◆ TEXTE À ÉTUDIER:
• • • • • • •

Le cacaoyer
La plante Variabilité génétique de T.cacao
Il existe 3 grands groupes de cacaoyer: Criollo, Forestano et Trinitario. Le Criollo qui signifie «local » en espagnol et dont les fruits sont généralement verts puis rouge, représente 1% du commerce mondial. Il rassemble les cacaoyers qui sont domestiqués depuis très longtemps et qui fournissent du cacao aux arômes très recherchés. On les croise encore dans de vieilles plantations mais ils ont été délaissés car ils sont très sensibles aux maladies dont la moniliose et la pourriture brune et ont une croissance lente. Le groupe Forastero plus diversifié que le précédent représente 80% de la production mondiale actuelle. Ces cacaoyers se retrouvent donc très majoritairement dans les plantations des principaux pays producteurs. Ils possèdent des fruits verts qui jaunissent à maturité et dont les fèves sont plus ou moins aplaties. Ses qualités gustatives sont reconnues. Enfin, le Trinitario rassemble les hybrides issus des croisements entre les deux groupes précédents. Il présente des types très diversifiés et hétérogènes. On le retrouve aussi dans les principaux pays producteurs puisqu’il représente environ 20% du commerce mondial. Le Trinitario fournit un cacao de qualité intermédiaire (Mossu, 1990) (Barrel, et al., 2009). De manière générale, on estime que 70% des cacaoyers cultivés appartiennent à des populations peu ou pas sélectionnées. L’autre partie vient de variétés hybrides sélectionnées et issues d’un croisement inter-groupe. Les critères de sélection se basent sur la qualité mais surtout sur la productivité et la résistance aux maladies. On note aussi que 5% des variétés seraient clonales (Barrel, et al., 2009).

• • • • • • •

◆ Entrées enregistrées du jeu de données:
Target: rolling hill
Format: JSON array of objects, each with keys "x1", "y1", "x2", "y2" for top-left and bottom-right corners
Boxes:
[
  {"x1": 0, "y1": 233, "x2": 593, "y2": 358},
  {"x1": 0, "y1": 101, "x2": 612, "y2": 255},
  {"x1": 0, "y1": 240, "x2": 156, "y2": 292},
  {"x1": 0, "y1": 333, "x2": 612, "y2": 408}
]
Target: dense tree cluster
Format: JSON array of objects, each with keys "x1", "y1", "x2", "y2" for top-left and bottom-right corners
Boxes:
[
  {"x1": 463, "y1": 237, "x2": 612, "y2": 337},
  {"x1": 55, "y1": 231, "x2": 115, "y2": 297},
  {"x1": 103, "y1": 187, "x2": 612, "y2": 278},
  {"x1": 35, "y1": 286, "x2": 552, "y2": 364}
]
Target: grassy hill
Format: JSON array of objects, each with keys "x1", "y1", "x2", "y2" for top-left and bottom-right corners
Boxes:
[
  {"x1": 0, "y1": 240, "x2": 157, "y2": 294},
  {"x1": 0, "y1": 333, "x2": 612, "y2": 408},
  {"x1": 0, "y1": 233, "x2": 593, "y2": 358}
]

• • • • • • •

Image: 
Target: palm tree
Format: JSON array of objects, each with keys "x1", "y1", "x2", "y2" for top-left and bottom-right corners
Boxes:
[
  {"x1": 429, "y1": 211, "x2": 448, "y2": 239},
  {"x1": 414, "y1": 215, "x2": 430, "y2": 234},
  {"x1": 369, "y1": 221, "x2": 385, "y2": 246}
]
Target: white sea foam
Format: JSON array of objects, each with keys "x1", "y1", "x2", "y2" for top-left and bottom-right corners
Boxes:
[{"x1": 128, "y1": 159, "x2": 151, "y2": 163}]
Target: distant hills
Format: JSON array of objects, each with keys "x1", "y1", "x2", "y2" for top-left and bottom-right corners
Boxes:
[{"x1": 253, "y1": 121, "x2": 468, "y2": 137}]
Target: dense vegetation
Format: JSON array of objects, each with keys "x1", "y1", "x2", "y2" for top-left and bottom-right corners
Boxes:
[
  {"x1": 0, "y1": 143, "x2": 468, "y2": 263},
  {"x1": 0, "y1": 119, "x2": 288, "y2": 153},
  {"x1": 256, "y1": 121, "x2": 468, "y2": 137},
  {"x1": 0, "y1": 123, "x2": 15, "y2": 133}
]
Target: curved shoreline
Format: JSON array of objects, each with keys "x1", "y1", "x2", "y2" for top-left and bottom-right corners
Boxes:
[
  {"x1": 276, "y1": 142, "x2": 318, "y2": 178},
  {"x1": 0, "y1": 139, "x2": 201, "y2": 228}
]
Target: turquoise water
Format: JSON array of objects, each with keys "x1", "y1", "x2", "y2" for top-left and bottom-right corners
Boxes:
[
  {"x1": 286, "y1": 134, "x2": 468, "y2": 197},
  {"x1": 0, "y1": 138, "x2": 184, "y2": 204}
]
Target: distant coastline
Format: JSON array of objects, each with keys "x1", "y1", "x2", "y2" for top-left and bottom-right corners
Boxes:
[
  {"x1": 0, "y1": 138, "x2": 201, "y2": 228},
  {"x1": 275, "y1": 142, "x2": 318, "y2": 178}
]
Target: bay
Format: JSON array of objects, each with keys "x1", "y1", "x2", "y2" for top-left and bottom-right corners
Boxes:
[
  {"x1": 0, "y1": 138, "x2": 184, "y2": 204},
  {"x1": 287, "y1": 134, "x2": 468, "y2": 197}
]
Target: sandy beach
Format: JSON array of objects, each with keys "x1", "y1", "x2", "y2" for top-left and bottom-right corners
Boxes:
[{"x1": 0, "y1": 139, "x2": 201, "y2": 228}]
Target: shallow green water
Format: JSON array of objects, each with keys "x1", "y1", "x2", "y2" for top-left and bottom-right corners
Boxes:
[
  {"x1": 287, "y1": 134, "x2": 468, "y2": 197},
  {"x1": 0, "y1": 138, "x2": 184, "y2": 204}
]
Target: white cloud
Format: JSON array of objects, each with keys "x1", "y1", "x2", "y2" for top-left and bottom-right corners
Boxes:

• • • • • • •

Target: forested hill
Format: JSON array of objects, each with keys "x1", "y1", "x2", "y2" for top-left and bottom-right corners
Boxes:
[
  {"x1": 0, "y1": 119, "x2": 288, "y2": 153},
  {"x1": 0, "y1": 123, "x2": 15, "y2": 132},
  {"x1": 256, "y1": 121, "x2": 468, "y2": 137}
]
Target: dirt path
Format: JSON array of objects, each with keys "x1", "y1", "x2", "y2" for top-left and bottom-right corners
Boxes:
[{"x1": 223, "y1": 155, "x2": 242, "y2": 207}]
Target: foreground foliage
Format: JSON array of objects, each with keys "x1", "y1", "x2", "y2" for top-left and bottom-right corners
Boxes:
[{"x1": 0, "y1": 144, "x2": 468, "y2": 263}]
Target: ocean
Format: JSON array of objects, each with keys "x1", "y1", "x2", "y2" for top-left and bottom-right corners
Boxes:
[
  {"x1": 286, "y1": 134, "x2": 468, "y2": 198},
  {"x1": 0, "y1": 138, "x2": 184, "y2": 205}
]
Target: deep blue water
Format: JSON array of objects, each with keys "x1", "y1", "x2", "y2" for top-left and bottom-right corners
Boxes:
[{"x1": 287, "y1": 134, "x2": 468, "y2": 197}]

• • • • • • •

◆ QUESTIONS:
(1) D'après le texte sur le cacaoyer :
(a) Que signifie « Criollo » en espagnol ?
(b) Quel groupe rassemble les hybrides issus des croisements entre les deux autres groupes ?
(c) Quelle part des variétés seraient clonales ?
(2) Reprenez le texte sur le cacaoyer après sa dernière phrase et poursuivez-le.

◆ CORRIGÉ:
(1)
(a) « Local ».
(b) Le Trinitario.
(c) 5 %.

(2)
Nous présentons ici quelques caractères physiologiques du cacaoyer. On observe généralement la première floraison vers la troisième ou quatrième année après la germination même si elle peut se produire dès la deuxième année pour les arbres très précoces. Généralement, les cacaoyers d’une même plantation ont leurs périodes de floraison synchrones. Même s’il y a des fleurs toute l’année, on distingue tout de même deux pics de floraisons marqués par an (Mossu, 1990). Le cacaoyer produit donc toute l’année mais il existe cependant deux pics de production que l’on appellera récolte intermédiaire et récolte principale (CNUCED;OMC, 2001). Ces deux pics ont lieu en juin-juillet pour la production intermédiaire et novembre-décembre pour la principale. A début de son développement, le fruit est appelé « chérelle ». C’est lorsqu’il a atteint sa taille définitive après 5 à 6 mois que l’on parle de cabosse. Il est important de mentionner que indépendamment des maladies, la perte des chérelles peut être due à un dessèchement sur l’arbre. Ce phénomène est une sorte de mécanisme physiologique de régulation de la fructification et peut affecter 20 à 90% des chérelles formés (Mossu, 1990). Les caractères des cabosses c’est-à-dire la forme, la taille et la couleur sont extrêmement variables selon le génotype. Le poids du fuit oscille entre les variétés. Une cabosse pèse en moyenne 400 à 500 g et contient 100 à 120 graines ce qui donnera une production de 35 à 40 g de cacao marchand (Barrel, et al., 2009).
De nombreux facteurs écologiques interviennent pour que la croissance, la floraison et la fructification du cacaoyer soit optimale et régulière. De par la complexité de leurs interactions, il est difficile de connaitre exactement l’influence de chacun (Mossu, 1990). Pour que le cacaoyer soit productif, la température doit être comprise entre 20 et 32°C avec un optimum de 25°C. Le minimum absolu requis est de 10°C. En dessous la plante stoppe sa croissance (Mossu, 1990). La pluviométrie est un facteur écologique très important car il peut affecter les rendements d’une année sur l’autre. Comme le cacaoyer est une plante relativement sensible au déficit hydrique, les pluies doivent être abondantes (1500-2000mm/an) et réparties sur la totalité de l’année. Si ce n’est pas le cas, il peut entrer en concurrence avec d’autre plantes (d’ombrage ou adventices). Cependant, le cacaoyer tolère une saison sèche à condition qu’elle ne dure pas plus de 3 mois (Mossu, 1990) (Barrel, et al., 2009).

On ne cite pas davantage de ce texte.